● **Work to be completed**:
Repeat each of the records below word for word, leaving every line unchanged.

──────── Data lines

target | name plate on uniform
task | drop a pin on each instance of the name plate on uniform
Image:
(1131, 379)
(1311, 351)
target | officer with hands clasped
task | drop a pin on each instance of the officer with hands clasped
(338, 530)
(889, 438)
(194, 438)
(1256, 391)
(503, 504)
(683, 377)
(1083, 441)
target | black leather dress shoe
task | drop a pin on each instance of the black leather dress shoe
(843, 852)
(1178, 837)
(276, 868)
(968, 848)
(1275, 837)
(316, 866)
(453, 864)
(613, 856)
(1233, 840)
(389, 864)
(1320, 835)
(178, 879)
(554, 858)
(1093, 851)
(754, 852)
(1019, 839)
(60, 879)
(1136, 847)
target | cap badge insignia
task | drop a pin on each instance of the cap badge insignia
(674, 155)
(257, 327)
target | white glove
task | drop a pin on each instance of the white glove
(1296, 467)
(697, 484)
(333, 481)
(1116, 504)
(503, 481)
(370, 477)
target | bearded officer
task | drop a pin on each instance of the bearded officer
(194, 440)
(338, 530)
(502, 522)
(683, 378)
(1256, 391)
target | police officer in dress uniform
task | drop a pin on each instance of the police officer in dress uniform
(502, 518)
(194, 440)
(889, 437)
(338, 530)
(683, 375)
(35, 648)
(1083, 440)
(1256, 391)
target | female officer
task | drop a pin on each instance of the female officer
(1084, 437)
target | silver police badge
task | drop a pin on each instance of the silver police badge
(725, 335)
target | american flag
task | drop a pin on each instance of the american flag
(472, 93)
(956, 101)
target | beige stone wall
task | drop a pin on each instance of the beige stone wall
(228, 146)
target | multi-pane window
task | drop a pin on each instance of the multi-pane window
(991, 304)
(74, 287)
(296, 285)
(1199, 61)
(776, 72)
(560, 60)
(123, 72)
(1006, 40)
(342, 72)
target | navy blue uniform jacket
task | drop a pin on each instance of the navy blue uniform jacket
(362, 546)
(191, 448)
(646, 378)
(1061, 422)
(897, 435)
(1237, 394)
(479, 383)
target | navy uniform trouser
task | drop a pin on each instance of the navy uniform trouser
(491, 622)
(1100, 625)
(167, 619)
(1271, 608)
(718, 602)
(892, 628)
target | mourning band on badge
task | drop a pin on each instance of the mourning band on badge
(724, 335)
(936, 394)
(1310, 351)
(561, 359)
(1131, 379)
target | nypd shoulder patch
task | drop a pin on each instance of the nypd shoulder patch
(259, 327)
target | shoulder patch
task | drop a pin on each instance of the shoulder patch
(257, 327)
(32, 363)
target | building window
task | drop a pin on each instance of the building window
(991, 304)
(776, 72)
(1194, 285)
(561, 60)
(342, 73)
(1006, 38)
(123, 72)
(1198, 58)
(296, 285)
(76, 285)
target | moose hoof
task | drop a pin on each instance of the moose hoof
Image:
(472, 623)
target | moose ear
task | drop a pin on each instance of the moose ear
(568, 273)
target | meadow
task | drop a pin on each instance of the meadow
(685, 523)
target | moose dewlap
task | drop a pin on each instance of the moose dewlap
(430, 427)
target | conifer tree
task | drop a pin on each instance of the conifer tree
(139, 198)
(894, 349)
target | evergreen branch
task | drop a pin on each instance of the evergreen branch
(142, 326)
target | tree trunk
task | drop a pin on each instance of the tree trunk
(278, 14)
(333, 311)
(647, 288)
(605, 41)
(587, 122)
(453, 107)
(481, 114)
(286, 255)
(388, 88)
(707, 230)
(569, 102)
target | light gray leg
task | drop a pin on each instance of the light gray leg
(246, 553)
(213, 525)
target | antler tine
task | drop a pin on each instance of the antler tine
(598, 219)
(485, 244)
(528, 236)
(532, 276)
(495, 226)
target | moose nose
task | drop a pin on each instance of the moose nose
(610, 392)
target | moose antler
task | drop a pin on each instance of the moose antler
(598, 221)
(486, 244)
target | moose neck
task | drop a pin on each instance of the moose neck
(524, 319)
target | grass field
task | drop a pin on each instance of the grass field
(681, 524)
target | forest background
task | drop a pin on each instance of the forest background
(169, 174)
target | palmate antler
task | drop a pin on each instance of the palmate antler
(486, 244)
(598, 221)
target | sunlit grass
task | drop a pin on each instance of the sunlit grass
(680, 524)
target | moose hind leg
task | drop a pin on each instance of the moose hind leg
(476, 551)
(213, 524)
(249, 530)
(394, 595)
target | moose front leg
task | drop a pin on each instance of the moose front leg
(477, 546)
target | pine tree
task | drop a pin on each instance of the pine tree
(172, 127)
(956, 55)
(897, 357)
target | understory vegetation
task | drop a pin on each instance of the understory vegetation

────────────────

● **Complete answer**:
target | name plate on uniform
task | drop a pin on each instance of the name plate on uniform
Image:
(1131, 379)
(1311, 351)
target | officer with hands clasped
task | drop a pin on each instance of the officer with hands clasped
(338, 530)
(889, 438)
(194, 438)
(1256, 391)
(503, 504)
(683, 377)
(1083, 441)
target | black leather dress shoe
task | drop a pin on each instance of the black leather dress shoe
(843, 852)
(1178, 837)
(276, 868)
(968, 848)
(1275, 837)
(316, 866)
(453, 864)
(613, 856)
(1233, 840)
(389, 864)
(1320, 835)
(178, 879)
(554, 858)
(1093, 851)
(754, 852)
(1019, 839)
(60, 879)
(1136, 847)
target | cap badge insignia
task | drop a pin on each instance of the cap badge insignia
(674, 155)
(257, 327)
target | white glove
task | drop a pin on each instance of the white glove
(1296, 467)
(697, 484)
(333, 481)
(1116, 504)
(503, 481)
(370, 477)
target | bearded officer
task | drop a pin on each instance of the bearded officer
(194, 440)
(338, 530)
(502, 522)
(683, 378)
(1256, 391)
target | police officer in dress uniform
task | drop a pin on each instance of the police officer in dress uniform
(502, 518)
(194, 440)
(889, 437)
(338, 530)
(683, 375)
(35, 648)
(1083, 440)
(1256, 391)
target | female officer
task | drop a pin on each instance of the female officer
(1084, 437)
target | silver police badge
task | drop a pin on each instance of the silver police badge
(725, 335)
target | american flag
task | drop a pin on each instance of the american flag
(472, 93)
(956, 101)
target | beige stone wall
task | drop a pin on each instance of the beige stone wall
(228, 146)
target | multi-pane window
task | drop a pin on each instance of the multi-pane window
(991, 304)
(74, 287)
(296, 285)
(1199, 61)
(776, 72)
(560, 60)
(123, 72)
(1006, 40)
(342, 72)
target | navy blue uniform jacket
task | drop a pin on each instance of the navy blue uniform jacket
(362, 546)
(191, 448)
(646, 378)
(1061, 422)
(897, 435)
(1237, 394)
(479, 383)
target | navy uniform trouser
task | drop a pin on each instance of the navy uniform trouser
(491, 622)
(1100, 625)
(167, 619)
(1271, 608)
(718, 602)
(892, 628)
target | mourning band on badge
task | drop a pin on each instance of the mourning band on badge
(724, 335)
(936, 394)
(1310, 351)
(561, 359)
(1131, 379)
target | nypd shoulder patch
task | drop a pin on each instance of the nypd shoulder patch
(259, 327)
target | shoulder patch
task | drop a pin on each instance of the shoulder patch
(257, 327)
(32, 363)
target | building window
task | drop a pin on each instance of the building window
(991, 304)
(776, 72)
(1194, 285)
(561, 60)
(342, 73)
(1006, 38)
(123, 72)
(1198, 58)
(296, 285)
(76, 285)
target | moose hoof
task | drop a pin on each instance of the moose hoof
Image:
(472, 623)
target | moose ear
task | drop a pin on each instance of the moose ear
(568, 273)
target | meadow
task | drop a pin on each instance of the meadow
(685, 523)
target | moose dewlap
task | drop a pin on each instance of the moose dewlap
(430, 427)
target | conifer tree
task | drop a pin on each instance of the conifer tree
(139, 198)
(894, 349)
target | evergreen branch
task | drop a pin on each instance of the evergreen branch
(142, 326)
target | tree trunk
task | drop a pin on each instance of the tree trunk
(278, 14)
(333, 311)
(647, 288)
(605, 41)
(587, 122)
(453, 107)
(481, 114)
(286, 255)
(388, 88)
(707, 230)
(569, 102)
target | light gray leg
task | drop a pin on each instance of the light gray leg
(246, 553)
(213, 525)
target | antler tine
task | drop a pin on each instance of the antler tine
(598, 219)
(485, 244)
(528, 236)
(532, 276)
(495, 226)
target | moose nose
task | drop a pin on each instance of the moose nose
(610, 392)
target | moose antler
task | drop a pin on each instance of the moose antler
(598, 221)
(486, 244)
target | moose neck
task | drop a pin on each instance of the moose neck
(524, 319)
target | grass field
task | drop a pin on each instance of the grass field
(681, 524)
target | forest background
task | drop a pin on each instance of the forest background
(169, 174)
target | palmate antler
task | drop a pin on each instance of the palmate antler
(486, 244)
(598, 221)
target | sunlit grass
task | drop a pin on each instance of the sunlit grass
(680, 524)
target | moose hind leg
task | drop a pin on each instance of the moose hind leg
(476, 551)
(213, 524)
(249, 530)
(394, 595)
target | moose front leg
task | drop a pin on each instance of the moose front leg
(477, 546)
target | pine tree
task | drop a pin on each instance of the pine tree
(172, 127)
(956, 55)
(897, 357)
target | understory vegetation
task | drop a pin on each instance of the understory vegetation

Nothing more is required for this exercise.